## Problem details
Repeat every line of the listing below word for word, leaving out the pictures.

## Source material
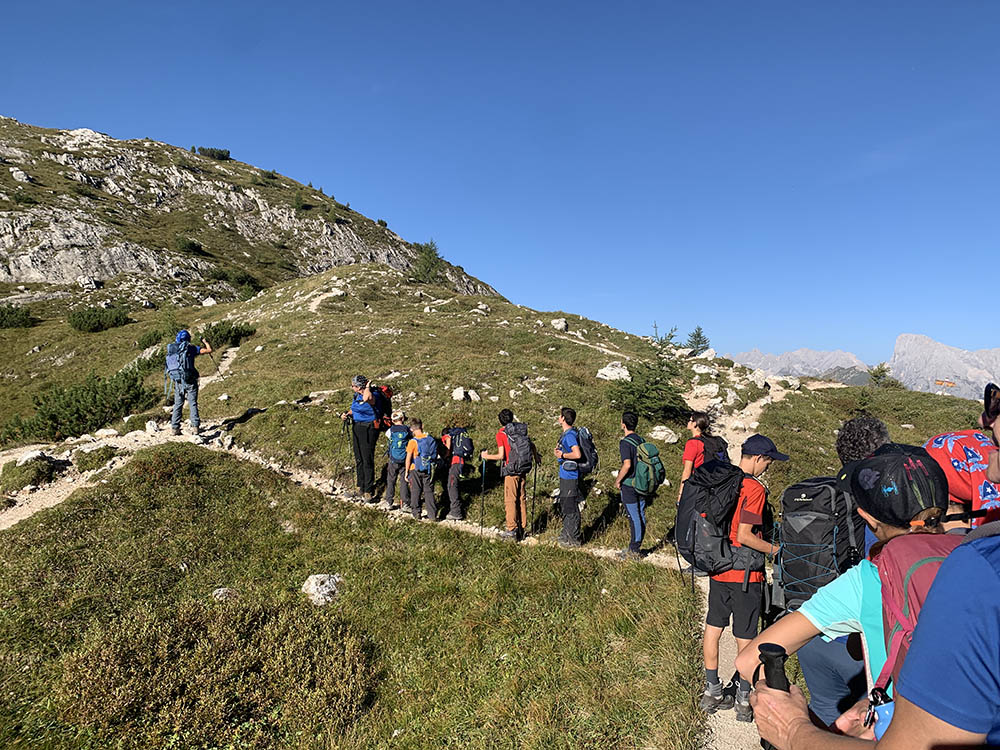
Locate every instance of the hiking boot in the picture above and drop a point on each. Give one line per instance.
(744, 711)
(712, 699)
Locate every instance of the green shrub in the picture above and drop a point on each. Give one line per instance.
(227, 333)
(94, 319)
(228, 674)
(95, 459)
(13, 316)
(37, 472)
(70, 411)
(219, 154)
(651, 393)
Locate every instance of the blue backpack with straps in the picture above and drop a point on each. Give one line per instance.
(399, 436)
(426, 457)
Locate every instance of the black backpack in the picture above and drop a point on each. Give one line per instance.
(821, 536)
(461, 443)
(589, 459)
(716, 448)
(705, 519)
(519, 462)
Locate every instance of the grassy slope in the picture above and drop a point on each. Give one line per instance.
(478, 644)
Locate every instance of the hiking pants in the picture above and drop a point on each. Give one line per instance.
(569, 504)
(363, 439)
(515, 502)
(393, 470)
(635, 509)
(421, 487)
(836, 680)
(454, 504)
(189, 391)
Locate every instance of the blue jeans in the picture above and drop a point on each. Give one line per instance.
(835, 679)
(635, 509)
(184, 390)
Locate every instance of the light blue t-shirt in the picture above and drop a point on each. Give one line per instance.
(567, 442)
(952, 670)
(852, 603)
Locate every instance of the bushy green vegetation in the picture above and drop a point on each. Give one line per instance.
(125, 570)
(195, 674)
(63, 412)
(36, 472)
(94, 459)
(94, 319)
(219, 154)
(14, 316)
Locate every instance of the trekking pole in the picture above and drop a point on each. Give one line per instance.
(482, 499)
(772, 659)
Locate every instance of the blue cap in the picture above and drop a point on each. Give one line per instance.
(758, 445)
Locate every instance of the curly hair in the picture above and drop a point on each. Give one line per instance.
(860, 437)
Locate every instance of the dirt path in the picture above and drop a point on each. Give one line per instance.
(724, 732)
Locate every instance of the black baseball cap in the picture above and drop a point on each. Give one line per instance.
(896, 483)
(758, 445)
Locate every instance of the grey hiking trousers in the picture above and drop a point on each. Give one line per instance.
(189, 391)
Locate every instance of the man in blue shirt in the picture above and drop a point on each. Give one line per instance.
(568, 452)
(949, 688)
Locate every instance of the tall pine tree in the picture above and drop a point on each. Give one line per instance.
(697, 341)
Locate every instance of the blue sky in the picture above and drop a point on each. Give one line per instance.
(785, 174)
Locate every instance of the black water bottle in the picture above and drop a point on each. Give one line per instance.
(773, 658)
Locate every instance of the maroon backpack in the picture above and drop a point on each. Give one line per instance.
(907, 566)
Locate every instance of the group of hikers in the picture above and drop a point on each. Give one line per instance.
(886, 577)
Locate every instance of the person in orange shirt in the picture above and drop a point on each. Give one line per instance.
(737, 594)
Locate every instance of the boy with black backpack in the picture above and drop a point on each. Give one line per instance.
(421, 458)
(180, 369)
(516, 455)
(736, 591)
(399, 438)
(641, 473)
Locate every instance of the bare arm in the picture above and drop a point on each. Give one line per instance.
(792, 632)
(623, 472)
(783, 719)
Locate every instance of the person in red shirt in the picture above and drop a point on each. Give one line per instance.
(694, 449)
(737, 594)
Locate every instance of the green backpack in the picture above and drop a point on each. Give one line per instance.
(649, 472)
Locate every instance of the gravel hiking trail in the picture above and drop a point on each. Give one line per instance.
(724, 732)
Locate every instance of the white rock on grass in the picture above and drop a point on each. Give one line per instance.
(709, 390)
(664, 433)
(614, 371)
(31, 456)
(322, 588)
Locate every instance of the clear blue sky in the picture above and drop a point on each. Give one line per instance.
(786, 174)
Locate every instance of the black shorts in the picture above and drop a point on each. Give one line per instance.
(725, 599)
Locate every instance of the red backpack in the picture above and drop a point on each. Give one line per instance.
(907, 566)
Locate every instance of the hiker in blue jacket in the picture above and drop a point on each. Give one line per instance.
(180, 368)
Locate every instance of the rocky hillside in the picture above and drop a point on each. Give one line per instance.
(924, 364)
(150, 220)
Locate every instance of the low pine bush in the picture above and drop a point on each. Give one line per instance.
(228, 674)
(71, 411)
(13, 316)
(94, 319)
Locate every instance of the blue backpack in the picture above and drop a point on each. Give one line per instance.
(426, 454)
(399, 436)
(180, 363)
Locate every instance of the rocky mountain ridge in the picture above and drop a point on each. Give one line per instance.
(78, 207)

## Full solution
Locate every instance of the hiking boot in the picture above and drop a point on each. Give one line per instance.
(744, 711)
(712, 699)
Locate every instance of the green shrub in the picture above and drop a point on each. Give one line per instance.
(227, 333)
(94, 319)
(228, 674)
(95, 459)
(13, 316)
(37, 472)
(70, 411)
(219, 154)
(651, 393)
Locate every instance of the blue backpack with straps in the picture above and drop a point on each. Give one line per instance.
(399, 436)
(426, 457)
Locate every instance of the black backpack in the picture above and drop a point on each. Give one line per instance.
(821, 536)
(461, 443)
(589, 459)
(716, 448)
(705, 519)
(519, 462)
Locate every instance of the grassy slope in the picture above and drop a point on each. Give one line per instance.
(478, 644)
Locate every instance of the hiking pants in the picture above and drop a point on each. Give one line per instance.
(569, 504)
(363, 439)
(515, 502)
(393, 470)
(635, 509)
(421, 487)
(836, 680)
(454, 504)
(189, 391)
Locate every instance of the blue jeans in the picture above and drop a point on each. Give one line per instance.
(835, 679)
(635, 509)
(184, 390)
Locate every instance of the light blue t-shirt in the picture above and drop a point on each. Give one line per instance.
(567, 442)
(952, 670)
(852, 603)
Locate every instance of the bushy green vegetation in the picture above and drop a point on each. Give one line per instance.
(125, 570)
(195, 674)
(63, 412)
(36, 472)
(94, 459)
(94, 319)
(219, 154)
(14, 316)
Locate every instance of the trekking pole in the picture above and drop a point on each. Give one line per instance.
(482, 499)
(772, 659)
Locate every instance of the blue cap in the picture above and drop a point on each. Give one line per instance.
(758, 445)
Locate every instance of the curly hair in the picture above and drop a point on each. Give one line per instance.
(860, 437)
Locate every instance of the dirt path in the picture above and drop a point on each. Give one line per instance.
(724, 732)
Locate every instance of the black baseball cap in the picture above and drop a point on each. Give one line per instance.
(896, 483)
(758, 445)
Locate every instance of the grey hiking trousers in the picture above and drop a point on each. Give one line per instance.
(189, 391)
Locate every instance of the man in blue shirt in the picture above and drop a point on each. Give one line per instance.
(568, 452)
(949, 688)
Locate every instance of the tall pine tree in the picture above and drop a point on each. Give one line per instance.
(697, 341)
Locate every instance of the blue sky in the picture above and drop a point on each. Give one line per instance.
(785, 174)
Locate every instance of the black water bottle in the picture above and drop a point on each. Give one line per instance.
(773, 658)
Locate every instance of the maroon backpack in the picture above and drop a point on each. Give one line per instance.
(907, 566)
Locate every instance of the group of hikers in the picture above and drop a point on each. Give one line per instance.
(886, 577)
Locate every instance of the person in orange shirt in the picture above and drop a point on each. Give one line per instance.
(737, 594)
Locate every instance of the boy with black backpack in the picture above and drop a point on each. Give one line per instance.
(421, 458)
(180, 369)
(516, 455)
(736, 591)
(399, 438)
(641, 473)
Locate every instance of the bare arm in the picture above and drop a point on each. Give one line per instance.
(792, 632)
(623, 472)
(783, 719)
Locate every instance of the person in red shirt in the picture above and drop a point on each. Give one line per instance.
(694, 449)
(737, 594)
Locate every instance of the green backpack in the picture above and drop a point on each. Give one line per instance.
(649, 472)
Locate every instance of the gravel hiking trail in the picture above and drop a point on each. Give one line per instance.
(724, 732)
Locate every instance of the white rock on grass in the picture above and drop a point on each. Give one line per instance.
(709, 390)
(664, 433)
(614, 371)
(31, 456)
(322, 588)
Locate every instance of the clear blue sky in the picture above and drop a point on each. Give one line per instance.
(786, 174)
Locate every instance of the black shorts in the picture above and drop a point on each. Give one line per instance.
(725, 599)
Locate every instance of the red backpack in the picture above and drop a point on each. Give one line per instance.
(907, 566)
Locate every instance of the hiker in blue jacket in the picture above and drop a point on each. Give one line per instance.
(180, 368)
Locate every instance of the rocky hillside in the picture above and drop a point on each. Give one line per instance.
(924, 364)
(150, 220)
Locate every instance of the low pine bush in the picture above and drop a point on each. Give one line per instance.
(228, 674)
(71, 411)
(13, 316)
(94, 319)
Locate every instance of the blue backpack in the picture above and drop a point on each. Give one line per instance.
(426, 454)
(399, 436)
(180, 363)
Locate every instance of the rocky mountain ridge in the picture above and drop a point on each. Give one line per instance.
(78, 207)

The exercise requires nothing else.